▶ Set problem: In the Pretzel Australia article, copy everything from "The stores are" down to "just like Toyko.", putting "bright teal theme" wherever "bright pink theme" appears.
— start of Source —
She went home and took a nap and wondered what to do next. Expansion was the obvious answer.
Pretzel Australia has since grown with five stores in WA and five stores in Victoria.
The younger crowd are big fans of the brand, according to Ms Garbutt, describing it as “cult following”.
“We generally see 18 to 24 year olds, they are our vibe. In Chapel Street and Northbridge Road, they are open to 2am in the morning and anyone who can drink is a big part of our crowd”, she said.
“My favourite thing is old grandpa and grandmas who are brought in by their grandkids taking them to Pretzel. The little kids love a cheese pretzel. But we have such a diverse community as the price point is accessible and pretzels give us the ability to be so appealing to so many different people. Lots of school kids love it as a haven.”
The stores are hard to miss too with a bright pink theme, although each has their own individual style.
“Everywhere is always pink and the reason behind that is it allows me to adapt the brand to give people new experiences. Our Chapel St store is motel themed, Doncaster in Melbourne is Toyko-themed and these themes still represent the brand well, but means we don’t have to do the same thing over and over again,” Ms Garbutt said.
“I’ve personally designed every single store and it’s 100 per cent selfish. When I did the Chapel St store I was watching so much Bates Motel and I had just come back from Coachchella, so it was a LA-inspired hotel meets Bates Motel.
“My favourite place in the world is Toyko and I normally go at least once a year but I couldn’t because of corona, so I thought I would design one store just like Toyko.
“There’s a downtown LA-themed one and a mini mart themed one in Perth as there is a 7-Eleven just down the road that I spent so much time in, so I thought let’s make it a pink 7-Eleven.”
Ms Garbutt credits Pretzel Australia’s success to focusing on just one product and doing it well.
“It’s easy to get completely immersed and obsessed with it and relate to one product rather than a café, restaurant or bar that was multiple offerings – it’s bit like McDonald’s and the burger,” she said.
Next for the business is opening a store in Brisbane and going further afield too with plans for Singapore as well. She’s also obtaining liquor licences for a few stores so people can have later nights, pretzels and some booze.
— end of Source —
— start of Data segment —
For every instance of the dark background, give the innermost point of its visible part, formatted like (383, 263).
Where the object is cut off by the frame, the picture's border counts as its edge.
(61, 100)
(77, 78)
— end of Data segment —
▶ Exercise solution:
The stores are hard to miss too with a bright teal theme, although each has their own individual style.
“Everywhere is always pink and the reason behind that is it allows me to adapt the brand to give people new experiences. Our Chapel St store is motel themed, Doncaster in Melbourne is Toyko-themed and these themes still represent the brand well, but means we don’t have to do the same thing over and over again,” Ms Garbutt said.
“I’ve personally designed every single store and it’s 100 per cent selfish. When I did the Chapel St store I was watching so much Bates Motel and I had just come back from Coachchella, so it was a LA-inspired hotel meets Bates Motel.
“My favourite place in the world is Toyko and I normally go at least once a year but I couldn’t because of corona, so I thought I would design one store just like Toyko.